- **What to do**: Pick the lines holding the string "knob" out of the records and copy them.

BEGIN

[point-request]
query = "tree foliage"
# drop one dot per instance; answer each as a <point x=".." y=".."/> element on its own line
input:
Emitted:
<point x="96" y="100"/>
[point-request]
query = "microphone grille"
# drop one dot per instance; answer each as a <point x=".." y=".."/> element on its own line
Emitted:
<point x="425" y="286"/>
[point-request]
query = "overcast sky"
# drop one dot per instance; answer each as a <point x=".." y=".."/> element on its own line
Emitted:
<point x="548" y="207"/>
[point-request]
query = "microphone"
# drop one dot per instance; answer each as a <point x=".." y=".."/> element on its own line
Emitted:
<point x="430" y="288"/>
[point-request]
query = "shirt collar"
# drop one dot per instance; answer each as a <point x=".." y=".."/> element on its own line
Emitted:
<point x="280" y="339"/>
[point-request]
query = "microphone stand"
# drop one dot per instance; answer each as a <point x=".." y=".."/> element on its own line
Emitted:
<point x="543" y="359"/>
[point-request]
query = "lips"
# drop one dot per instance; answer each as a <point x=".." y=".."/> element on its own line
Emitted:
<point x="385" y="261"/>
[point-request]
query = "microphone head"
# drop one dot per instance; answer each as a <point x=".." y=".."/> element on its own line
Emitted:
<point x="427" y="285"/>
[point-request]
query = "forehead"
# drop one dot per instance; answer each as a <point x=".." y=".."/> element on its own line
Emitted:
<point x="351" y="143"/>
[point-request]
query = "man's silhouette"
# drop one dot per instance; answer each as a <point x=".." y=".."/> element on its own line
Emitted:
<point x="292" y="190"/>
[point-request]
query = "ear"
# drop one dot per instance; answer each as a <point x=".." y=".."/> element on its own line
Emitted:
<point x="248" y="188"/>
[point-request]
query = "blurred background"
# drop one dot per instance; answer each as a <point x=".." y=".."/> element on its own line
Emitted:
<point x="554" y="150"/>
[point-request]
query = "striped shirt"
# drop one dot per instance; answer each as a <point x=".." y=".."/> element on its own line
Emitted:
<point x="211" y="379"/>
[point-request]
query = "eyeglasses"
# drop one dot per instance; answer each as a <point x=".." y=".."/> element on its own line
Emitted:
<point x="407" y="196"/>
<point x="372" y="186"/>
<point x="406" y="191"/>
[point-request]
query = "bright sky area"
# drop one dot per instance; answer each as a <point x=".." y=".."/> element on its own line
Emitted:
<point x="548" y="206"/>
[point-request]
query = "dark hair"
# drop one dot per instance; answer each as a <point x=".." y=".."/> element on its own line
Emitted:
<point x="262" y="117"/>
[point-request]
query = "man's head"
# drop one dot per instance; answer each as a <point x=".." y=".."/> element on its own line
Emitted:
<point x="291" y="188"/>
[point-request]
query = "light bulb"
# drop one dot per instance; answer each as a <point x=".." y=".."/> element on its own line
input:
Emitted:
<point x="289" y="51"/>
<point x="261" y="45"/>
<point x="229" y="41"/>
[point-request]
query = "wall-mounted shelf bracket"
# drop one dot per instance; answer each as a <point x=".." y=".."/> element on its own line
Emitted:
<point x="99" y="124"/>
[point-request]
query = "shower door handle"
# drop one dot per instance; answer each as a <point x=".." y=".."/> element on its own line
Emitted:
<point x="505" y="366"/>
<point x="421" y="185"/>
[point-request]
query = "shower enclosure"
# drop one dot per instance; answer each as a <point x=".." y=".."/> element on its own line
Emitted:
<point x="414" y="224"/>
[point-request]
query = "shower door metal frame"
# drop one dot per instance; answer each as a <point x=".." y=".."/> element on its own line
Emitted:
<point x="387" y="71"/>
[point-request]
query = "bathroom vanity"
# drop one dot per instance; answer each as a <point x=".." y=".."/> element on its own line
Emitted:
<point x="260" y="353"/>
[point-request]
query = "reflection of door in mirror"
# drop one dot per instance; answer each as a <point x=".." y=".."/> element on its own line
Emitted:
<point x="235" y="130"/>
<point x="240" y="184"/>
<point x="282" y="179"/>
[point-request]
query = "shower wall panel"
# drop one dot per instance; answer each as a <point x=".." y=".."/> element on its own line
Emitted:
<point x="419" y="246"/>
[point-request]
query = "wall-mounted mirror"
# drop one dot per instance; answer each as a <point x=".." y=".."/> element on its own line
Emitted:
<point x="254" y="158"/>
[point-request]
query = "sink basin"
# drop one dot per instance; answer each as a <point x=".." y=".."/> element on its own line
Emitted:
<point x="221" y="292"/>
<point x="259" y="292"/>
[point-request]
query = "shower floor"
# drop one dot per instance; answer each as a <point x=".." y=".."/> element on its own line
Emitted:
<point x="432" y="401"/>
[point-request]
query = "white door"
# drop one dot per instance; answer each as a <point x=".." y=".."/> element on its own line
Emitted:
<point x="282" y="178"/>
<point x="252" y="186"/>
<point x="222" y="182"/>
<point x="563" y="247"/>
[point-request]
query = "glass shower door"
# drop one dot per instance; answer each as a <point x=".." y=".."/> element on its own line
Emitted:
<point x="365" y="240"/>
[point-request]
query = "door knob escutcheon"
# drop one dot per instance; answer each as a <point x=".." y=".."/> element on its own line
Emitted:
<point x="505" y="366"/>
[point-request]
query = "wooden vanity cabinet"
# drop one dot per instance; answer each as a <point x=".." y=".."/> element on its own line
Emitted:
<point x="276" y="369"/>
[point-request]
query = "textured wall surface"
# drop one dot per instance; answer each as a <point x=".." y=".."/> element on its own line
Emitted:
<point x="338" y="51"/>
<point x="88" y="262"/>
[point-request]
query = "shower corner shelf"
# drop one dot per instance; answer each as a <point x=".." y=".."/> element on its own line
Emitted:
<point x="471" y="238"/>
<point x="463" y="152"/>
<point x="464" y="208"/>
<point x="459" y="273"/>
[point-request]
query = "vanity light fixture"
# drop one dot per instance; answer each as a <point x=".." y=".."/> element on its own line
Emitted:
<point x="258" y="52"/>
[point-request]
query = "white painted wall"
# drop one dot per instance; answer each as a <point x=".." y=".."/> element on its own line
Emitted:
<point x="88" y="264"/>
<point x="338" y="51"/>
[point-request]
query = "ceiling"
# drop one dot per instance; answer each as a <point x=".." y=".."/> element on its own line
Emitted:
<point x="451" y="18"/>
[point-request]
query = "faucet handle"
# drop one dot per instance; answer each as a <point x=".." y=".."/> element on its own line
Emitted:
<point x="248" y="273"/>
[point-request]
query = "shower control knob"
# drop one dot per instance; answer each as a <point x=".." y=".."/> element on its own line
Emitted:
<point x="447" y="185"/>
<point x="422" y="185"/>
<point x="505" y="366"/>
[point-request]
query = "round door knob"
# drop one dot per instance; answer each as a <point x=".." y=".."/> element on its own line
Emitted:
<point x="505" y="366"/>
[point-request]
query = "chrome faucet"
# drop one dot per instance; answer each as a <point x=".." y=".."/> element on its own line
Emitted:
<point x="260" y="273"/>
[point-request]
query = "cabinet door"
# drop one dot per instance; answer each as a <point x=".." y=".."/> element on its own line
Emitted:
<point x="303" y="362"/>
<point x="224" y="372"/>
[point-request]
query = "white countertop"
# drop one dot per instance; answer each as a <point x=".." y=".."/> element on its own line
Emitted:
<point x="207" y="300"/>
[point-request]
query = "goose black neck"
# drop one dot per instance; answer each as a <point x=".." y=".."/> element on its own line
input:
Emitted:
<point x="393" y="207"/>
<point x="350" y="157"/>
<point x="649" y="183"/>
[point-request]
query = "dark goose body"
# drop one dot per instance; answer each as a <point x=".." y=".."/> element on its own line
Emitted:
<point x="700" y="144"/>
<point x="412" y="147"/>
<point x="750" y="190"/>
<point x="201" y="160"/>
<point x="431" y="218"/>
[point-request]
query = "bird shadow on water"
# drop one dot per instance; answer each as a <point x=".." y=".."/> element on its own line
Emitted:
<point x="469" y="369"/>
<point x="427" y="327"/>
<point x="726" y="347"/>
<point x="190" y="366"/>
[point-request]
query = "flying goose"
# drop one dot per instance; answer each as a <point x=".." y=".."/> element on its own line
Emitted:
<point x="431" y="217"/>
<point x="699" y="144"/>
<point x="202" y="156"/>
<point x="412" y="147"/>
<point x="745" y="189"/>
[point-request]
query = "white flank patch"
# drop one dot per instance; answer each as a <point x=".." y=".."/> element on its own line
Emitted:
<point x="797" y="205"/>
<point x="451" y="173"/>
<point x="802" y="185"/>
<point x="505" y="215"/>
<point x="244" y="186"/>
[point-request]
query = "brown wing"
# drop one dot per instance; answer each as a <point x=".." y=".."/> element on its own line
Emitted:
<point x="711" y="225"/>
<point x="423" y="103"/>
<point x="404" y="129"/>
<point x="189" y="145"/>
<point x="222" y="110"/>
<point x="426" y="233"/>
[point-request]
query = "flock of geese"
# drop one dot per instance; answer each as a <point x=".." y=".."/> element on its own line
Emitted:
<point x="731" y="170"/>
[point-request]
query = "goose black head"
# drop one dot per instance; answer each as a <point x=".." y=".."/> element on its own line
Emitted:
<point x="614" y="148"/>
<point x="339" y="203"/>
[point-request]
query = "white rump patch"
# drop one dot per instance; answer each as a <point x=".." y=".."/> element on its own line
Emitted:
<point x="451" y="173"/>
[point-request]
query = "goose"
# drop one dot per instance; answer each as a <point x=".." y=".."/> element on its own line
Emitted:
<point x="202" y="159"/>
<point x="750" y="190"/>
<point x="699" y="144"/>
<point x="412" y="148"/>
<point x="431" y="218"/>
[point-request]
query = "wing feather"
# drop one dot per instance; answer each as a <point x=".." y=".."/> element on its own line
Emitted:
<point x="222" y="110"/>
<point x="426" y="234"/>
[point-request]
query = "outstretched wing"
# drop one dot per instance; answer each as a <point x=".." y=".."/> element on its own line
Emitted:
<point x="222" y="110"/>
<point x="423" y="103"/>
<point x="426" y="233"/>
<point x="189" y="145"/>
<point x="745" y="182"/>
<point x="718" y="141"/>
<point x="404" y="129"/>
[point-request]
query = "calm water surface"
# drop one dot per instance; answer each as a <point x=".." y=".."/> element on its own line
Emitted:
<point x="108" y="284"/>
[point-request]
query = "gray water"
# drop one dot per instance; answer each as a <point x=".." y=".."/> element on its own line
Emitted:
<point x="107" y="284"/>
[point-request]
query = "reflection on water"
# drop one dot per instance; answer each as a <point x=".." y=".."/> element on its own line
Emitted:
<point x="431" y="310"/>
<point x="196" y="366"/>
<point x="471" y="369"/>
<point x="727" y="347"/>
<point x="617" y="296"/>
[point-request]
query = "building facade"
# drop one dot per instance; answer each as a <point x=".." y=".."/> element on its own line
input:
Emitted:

END

- **Reply to the task**:
query = "door knob escutcheon"
query = "shower control knob"
query = "round door knob"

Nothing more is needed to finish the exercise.